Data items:
------------------------------

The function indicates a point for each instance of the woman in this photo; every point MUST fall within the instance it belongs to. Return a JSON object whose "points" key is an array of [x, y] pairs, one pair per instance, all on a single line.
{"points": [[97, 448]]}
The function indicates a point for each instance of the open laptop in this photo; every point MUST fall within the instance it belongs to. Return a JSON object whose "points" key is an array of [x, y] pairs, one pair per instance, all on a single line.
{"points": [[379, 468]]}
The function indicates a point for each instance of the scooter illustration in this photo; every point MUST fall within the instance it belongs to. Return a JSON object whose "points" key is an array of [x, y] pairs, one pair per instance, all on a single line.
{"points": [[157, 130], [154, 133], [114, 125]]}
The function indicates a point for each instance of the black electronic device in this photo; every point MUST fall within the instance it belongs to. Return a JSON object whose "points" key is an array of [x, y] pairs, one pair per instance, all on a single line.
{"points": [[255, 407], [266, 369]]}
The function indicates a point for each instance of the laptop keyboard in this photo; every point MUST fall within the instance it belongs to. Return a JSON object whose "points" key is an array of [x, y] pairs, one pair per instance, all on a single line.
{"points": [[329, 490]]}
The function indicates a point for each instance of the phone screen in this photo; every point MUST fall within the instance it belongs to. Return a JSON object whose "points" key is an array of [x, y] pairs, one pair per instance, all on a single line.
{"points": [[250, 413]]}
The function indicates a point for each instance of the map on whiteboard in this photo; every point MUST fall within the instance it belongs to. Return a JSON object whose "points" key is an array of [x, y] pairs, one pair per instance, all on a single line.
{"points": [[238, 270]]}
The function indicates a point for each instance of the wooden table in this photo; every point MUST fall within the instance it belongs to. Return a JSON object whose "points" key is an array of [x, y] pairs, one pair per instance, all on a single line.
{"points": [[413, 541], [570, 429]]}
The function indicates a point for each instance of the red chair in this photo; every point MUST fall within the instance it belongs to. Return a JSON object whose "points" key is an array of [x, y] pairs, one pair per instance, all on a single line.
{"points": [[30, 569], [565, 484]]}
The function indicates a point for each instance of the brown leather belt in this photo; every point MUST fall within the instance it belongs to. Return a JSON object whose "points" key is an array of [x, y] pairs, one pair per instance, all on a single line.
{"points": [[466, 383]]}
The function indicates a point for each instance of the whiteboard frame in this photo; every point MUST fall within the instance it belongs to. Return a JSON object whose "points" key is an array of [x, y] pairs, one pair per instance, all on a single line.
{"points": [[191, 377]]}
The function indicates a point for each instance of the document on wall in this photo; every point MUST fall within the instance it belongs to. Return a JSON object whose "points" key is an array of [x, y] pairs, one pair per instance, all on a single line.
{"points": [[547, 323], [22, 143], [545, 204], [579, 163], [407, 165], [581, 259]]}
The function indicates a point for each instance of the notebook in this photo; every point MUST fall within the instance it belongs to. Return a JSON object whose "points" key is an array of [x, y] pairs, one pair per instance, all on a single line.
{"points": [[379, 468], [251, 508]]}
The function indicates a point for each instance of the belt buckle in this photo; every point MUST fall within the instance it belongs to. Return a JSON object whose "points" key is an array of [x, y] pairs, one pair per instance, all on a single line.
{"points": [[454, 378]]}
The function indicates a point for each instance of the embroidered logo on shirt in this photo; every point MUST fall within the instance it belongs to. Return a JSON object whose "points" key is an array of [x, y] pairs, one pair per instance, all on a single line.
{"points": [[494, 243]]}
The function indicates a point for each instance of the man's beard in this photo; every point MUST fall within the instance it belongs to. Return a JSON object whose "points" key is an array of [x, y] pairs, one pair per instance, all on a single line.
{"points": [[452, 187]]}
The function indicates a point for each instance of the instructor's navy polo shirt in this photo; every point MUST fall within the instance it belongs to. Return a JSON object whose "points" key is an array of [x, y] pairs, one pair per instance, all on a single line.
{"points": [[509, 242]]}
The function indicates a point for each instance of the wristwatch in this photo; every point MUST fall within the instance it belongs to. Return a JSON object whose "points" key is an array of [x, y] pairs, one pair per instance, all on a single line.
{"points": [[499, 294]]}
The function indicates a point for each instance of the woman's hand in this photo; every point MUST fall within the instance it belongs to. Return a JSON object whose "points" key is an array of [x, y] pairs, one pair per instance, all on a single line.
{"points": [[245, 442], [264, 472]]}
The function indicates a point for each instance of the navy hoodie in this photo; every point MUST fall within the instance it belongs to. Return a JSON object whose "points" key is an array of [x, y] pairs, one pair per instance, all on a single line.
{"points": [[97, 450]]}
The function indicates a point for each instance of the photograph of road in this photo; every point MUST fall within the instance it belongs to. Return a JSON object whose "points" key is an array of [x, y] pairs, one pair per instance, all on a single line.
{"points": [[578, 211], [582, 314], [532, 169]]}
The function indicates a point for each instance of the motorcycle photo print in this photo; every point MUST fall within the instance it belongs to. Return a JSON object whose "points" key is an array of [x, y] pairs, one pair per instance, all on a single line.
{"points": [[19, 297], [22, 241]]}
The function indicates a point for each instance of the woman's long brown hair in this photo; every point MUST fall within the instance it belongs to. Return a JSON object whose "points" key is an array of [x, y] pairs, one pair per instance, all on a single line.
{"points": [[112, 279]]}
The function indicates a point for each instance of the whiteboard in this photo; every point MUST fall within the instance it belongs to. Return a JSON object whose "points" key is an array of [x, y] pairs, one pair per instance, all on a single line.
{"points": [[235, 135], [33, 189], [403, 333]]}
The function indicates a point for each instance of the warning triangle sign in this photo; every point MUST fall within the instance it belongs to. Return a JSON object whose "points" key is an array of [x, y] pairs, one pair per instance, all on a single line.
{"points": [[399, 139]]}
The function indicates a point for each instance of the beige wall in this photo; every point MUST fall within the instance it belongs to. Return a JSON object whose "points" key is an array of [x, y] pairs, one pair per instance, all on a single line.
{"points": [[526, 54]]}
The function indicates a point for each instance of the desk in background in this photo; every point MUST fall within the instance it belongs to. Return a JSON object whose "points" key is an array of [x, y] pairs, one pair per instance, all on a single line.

------------------------------

Task description: The line containing "The function indicates a point for each instance of the warning" and every line after it, through the end of the records, should be repeated exactly and alone.

Task response:
The function indicates a point for each instance of the warning triangle sign in this photo; every point MUST fall within the instance it belongs to. Return a JSON object whose "points" key is an array of [x, y] pairs, one pair per instance, all on a single line.
{"points": [[399, 139]]}
The function indicates a point for each instance of the beige wall in this photo; every point MUST fall within the instance it belongs to. Return a JSON object whose "points" key is an array of [x, y] pairs, one pair per instance, all on a single line.
{"points": [[526, 54]]}
The function indicates a point for each instance of the desk in background in this photo; every point MUST fall within the instance it belongs to. Return a JSON object whose "points" key is an array of [x, y] pairs, one pair per instance, all on a single line.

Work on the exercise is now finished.